_Requirements_.
Which of the lines below contain the word "spotted"? Pull out each of those lines in full.

_Input data_.
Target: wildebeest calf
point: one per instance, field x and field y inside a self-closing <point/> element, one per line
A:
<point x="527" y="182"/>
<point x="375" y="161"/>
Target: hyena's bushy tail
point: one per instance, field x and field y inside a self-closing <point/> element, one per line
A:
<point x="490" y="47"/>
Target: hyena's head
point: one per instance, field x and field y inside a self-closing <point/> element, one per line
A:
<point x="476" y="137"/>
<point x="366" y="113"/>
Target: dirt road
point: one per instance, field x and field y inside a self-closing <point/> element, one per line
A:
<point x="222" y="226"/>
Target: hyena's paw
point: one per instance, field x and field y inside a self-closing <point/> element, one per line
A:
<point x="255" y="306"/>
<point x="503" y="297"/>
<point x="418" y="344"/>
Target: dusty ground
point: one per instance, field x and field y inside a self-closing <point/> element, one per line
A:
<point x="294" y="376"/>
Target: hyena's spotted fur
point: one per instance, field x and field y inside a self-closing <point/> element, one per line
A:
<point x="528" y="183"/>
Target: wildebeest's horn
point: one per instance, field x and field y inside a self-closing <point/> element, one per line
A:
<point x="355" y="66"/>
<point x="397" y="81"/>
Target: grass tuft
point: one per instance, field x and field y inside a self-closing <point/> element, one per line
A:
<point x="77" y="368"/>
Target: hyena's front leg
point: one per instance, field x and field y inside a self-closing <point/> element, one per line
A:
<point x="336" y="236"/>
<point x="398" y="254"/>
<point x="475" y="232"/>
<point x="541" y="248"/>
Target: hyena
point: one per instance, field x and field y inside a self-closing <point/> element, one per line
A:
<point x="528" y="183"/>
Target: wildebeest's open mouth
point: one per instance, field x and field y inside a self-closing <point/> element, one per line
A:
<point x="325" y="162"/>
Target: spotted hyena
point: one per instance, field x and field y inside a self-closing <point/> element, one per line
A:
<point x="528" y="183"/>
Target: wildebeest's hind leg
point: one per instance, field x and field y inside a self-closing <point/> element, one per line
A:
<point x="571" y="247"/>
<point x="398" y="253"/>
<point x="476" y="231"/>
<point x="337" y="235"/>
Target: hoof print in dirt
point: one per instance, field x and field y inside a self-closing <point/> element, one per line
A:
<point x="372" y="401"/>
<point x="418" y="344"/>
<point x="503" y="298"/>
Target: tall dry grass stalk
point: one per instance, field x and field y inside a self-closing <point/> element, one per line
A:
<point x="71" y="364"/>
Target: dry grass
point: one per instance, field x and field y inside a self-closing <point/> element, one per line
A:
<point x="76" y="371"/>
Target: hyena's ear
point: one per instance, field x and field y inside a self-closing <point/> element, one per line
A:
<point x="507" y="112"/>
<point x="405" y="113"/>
...
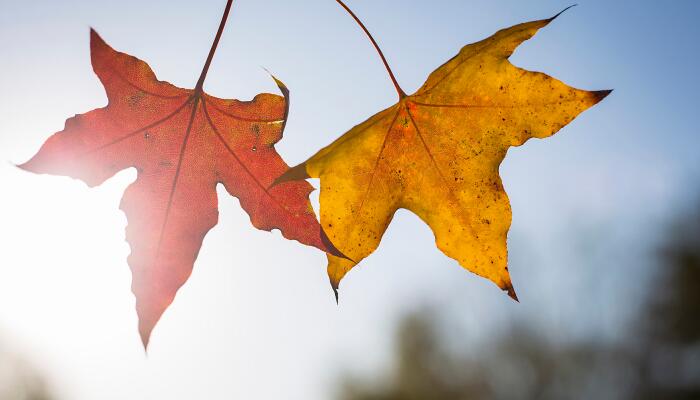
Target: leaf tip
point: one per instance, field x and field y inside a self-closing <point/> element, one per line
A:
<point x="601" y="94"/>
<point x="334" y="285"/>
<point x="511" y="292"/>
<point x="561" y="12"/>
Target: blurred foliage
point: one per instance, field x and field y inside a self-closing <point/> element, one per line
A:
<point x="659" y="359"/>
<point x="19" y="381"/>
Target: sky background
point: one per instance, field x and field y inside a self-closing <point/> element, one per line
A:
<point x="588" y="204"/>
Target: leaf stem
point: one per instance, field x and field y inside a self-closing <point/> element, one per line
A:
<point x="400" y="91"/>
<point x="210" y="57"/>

_Exercise response_.
Target: hyena's spotted fur
Target: spotted hyena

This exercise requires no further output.